-- Begin Dataset --
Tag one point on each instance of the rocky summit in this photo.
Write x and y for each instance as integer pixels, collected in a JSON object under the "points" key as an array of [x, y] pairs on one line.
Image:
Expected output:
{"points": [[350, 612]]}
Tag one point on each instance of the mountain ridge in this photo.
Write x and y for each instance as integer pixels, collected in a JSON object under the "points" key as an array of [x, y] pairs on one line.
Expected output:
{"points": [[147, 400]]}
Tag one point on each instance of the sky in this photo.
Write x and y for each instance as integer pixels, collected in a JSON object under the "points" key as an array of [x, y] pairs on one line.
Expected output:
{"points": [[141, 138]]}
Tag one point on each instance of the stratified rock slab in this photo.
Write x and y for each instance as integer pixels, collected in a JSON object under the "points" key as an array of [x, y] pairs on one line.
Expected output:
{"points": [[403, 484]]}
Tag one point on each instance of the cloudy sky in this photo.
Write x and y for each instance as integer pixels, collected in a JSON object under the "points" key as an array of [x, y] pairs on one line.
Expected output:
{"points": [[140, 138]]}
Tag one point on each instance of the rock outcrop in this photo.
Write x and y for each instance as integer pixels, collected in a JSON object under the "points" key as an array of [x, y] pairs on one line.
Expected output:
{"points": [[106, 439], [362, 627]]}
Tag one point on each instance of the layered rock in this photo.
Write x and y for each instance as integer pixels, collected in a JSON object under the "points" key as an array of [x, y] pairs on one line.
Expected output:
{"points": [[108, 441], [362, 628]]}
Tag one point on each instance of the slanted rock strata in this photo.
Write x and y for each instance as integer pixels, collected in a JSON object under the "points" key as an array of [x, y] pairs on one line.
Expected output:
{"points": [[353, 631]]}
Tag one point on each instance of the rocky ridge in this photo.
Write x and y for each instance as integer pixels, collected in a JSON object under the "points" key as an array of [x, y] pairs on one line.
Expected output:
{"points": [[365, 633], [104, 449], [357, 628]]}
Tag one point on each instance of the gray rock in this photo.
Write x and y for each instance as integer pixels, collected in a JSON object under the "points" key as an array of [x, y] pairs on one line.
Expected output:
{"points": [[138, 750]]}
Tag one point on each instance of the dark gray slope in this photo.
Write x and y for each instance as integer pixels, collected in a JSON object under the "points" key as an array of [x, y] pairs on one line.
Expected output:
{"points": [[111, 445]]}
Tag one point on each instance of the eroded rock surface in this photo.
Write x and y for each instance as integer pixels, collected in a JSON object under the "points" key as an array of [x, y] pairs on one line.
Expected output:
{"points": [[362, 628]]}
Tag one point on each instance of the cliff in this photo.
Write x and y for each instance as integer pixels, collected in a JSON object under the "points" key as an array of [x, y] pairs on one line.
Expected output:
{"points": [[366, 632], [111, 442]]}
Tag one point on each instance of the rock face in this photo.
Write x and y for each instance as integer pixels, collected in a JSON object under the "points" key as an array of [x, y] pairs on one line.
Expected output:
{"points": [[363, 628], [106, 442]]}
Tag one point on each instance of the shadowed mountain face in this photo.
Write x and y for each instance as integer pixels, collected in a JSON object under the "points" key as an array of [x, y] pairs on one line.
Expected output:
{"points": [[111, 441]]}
-- End Dataset --
#### [Requirement]
Starting at the line that contains "Tag one point on each instance of the rock face" and continuing through the last line of the records, express each line as a string in a JSON list, one string per line, and leave out any blank lines.

#### [Expected output]
[
  "Tag one point on each instance of the rock face in this photo.",
  "Write x and y for each instance as integer pixels, collected in a JSON object under the \"points\" key as an array of [x, y] pairs on one line.",
  "Expected output:",
  "{\"points\": [[363, 628], [106, 442]]}",
  "Tag one point on each instance of the shadowed mountain face in this photo.",
  "Write x and y for each instance as integer pixels, collected in a JSON object under the \"points\" key as an array of [x, y] pairs on one line.",
  "Expected output:",
  "{\"points\": [[111, 441]]}"
]